Exercise requirements
Answer these questions using the letters page below.
(a) According to the editor's note, where and in what year were the balloon casualties killed?
(b) From which town did Dorothy Gulezian write?
(c) In the letter from Johannesburg, what is called "an amazing improver of one's powers of concentration"?
─── Document passage ───
I feel that your story about the Japanese aviator picked to raid the West Coast and set fire to the forests during World War II [May 25] is incomplete.

You neglected to publish the results of another Japanese effort to set fire to West Coast forests by floating balloons carrying explosives across the Pacific.

I recall that this action started early in the war, and thousands of these balloons were sent across, but because of the outstanding cooperation of all the newspaper, periodical and radio media, the Japanese never learned what happened to them.

The only casualties were a mother and three children, who picked up a balloon, detonating the explosives and killing them all.

T. J. CROSS

Major General, U.S.A. (ret.)

Springfield, Va.

>Reader Cross's recollection is correct--in part. The casualties were a minister's wife and five youngsters from her Sunday school class, killed in 1945 near Ely, Ore. (TIME, May 30, 1949). The woman was the wife of The Rev. A. E. Mitchell, who is one of three U.S. missionaries kidnapped last week by Communist guerrillas in South Viet Nam.--ED.

Ma Before A.B.?

Sir:

Regarding the article in EDUCATION, "Marry Early, Learn Later" [May 25], Mrs. Heilbrun's plan is fine in theory and exactly what many of us had planned to do. But when she is in her 30s, a mother's time and thoughts are taken up by her children.

(MRS.) DOROTHY GULEZIAN

Andover, Mass.

Sir:

Naturally a mature woman with a settled home life turns out to be an "extraordinary student"; her advantage is an emotional security which the young unmarried student is still casting about for.

Far from depriving her family of some of her attention, studying forces her to make the best use possible of the time she has. A houseful of shouting children is an amazing improver of one's powers of concentration--Victor Hugo will bear me out.

(MRS.) E. R. AMOILS

Johannesburg, South Africa

Sir:

While mother is climbing out of that washing machine to scale the educational heights, how does Instructor Heilbrun propose to keep father out of the poorhouse, and the kids out of jail?
─── Recorded data ───
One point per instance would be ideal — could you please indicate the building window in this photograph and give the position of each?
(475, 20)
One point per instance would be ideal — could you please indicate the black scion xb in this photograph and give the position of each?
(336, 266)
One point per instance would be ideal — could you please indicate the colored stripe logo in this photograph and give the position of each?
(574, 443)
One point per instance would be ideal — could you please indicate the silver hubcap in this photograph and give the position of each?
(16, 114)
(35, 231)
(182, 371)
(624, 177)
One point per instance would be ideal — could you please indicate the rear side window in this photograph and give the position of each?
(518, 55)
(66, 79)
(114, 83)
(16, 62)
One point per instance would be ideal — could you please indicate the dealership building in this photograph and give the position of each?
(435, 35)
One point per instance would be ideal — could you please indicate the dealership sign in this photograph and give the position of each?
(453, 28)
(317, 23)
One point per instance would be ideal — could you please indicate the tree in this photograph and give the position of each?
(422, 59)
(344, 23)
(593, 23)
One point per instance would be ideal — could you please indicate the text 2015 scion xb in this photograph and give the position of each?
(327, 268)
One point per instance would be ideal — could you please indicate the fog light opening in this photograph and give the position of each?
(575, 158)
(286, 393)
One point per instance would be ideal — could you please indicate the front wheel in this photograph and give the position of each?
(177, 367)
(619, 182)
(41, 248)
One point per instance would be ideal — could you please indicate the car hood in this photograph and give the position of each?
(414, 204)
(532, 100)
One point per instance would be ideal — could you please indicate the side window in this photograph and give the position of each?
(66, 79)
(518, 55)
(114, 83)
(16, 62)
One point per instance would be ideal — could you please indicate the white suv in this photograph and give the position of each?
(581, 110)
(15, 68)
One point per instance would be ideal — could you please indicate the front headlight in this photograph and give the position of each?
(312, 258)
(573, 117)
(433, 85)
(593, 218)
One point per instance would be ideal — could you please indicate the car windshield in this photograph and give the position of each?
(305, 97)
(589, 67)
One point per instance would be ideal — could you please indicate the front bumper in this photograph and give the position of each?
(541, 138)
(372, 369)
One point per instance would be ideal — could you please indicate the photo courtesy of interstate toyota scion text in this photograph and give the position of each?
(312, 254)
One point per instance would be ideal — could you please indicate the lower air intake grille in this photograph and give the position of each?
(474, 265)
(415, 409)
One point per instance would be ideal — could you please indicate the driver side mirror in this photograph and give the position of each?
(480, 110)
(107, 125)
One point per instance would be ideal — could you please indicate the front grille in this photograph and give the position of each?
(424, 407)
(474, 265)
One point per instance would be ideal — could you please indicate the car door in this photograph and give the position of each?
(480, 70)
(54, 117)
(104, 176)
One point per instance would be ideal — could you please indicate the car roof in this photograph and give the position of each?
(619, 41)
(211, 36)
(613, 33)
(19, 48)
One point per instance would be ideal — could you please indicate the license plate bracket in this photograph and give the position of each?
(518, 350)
───
─── Recorded data ───
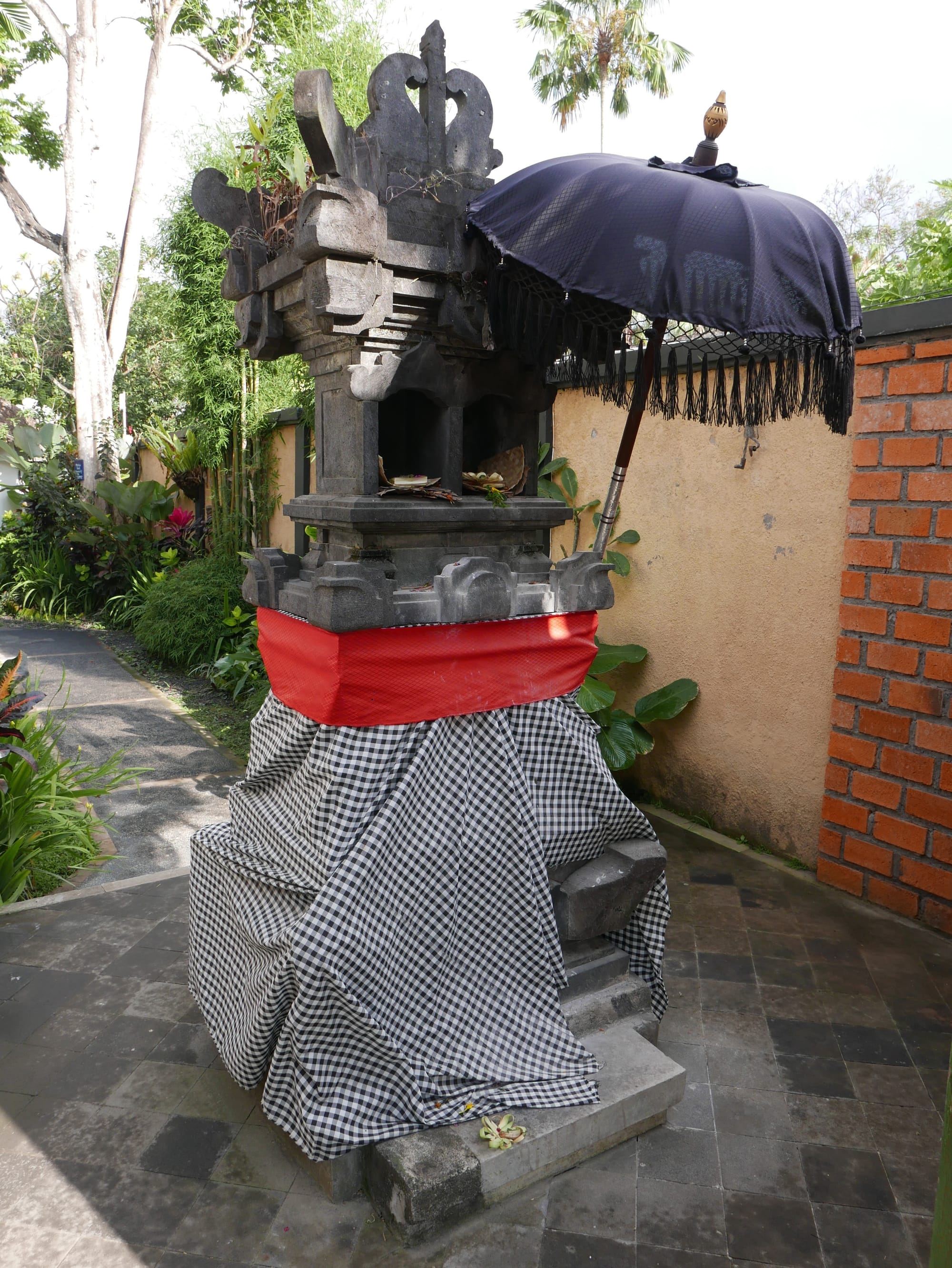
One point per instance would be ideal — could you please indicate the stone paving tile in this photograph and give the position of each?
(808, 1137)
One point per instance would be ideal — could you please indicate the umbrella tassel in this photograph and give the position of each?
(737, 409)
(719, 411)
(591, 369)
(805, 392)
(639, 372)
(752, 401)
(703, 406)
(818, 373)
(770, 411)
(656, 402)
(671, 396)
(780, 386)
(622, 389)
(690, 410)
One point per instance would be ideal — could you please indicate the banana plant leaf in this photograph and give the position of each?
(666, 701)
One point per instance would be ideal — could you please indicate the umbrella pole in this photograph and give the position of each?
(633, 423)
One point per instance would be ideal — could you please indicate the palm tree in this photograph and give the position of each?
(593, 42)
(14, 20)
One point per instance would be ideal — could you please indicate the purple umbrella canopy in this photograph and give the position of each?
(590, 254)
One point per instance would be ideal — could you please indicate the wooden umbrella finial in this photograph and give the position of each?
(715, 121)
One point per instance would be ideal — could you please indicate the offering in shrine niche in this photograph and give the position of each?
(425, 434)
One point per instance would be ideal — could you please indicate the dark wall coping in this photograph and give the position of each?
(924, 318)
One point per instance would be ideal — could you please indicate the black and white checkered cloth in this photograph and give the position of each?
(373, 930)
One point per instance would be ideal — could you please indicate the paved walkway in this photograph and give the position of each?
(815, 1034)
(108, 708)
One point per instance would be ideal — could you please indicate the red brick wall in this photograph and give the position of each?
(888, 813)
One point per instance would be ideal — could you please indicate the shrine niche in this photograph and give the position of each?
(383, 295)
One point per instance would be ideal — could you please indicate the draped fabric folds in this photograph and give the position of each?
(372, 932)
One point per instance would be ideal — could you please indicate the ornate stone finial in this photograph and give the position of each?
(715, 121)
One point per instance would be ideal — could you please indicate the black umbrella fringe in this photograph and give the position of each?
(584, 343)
───
─── Recorded data ───
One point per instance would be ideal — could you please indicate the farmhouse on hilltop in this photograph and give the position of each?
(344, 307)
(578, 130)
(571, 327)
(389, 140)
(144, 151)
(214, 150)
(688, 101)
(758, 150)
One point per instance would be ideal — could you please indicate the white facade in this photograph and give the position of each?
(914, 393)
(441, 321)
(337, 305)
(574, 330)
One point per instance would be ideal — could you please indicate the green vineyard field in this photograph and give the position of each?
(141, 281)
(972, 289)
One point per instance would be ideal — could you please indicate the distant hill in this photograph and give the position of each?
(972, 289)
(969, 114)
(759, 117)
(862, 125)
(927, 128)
───
Solution to this task
(a) Near Ely, Ore., in 1945.
(b) Andover, Mass.
(c) A houseful of shouting children.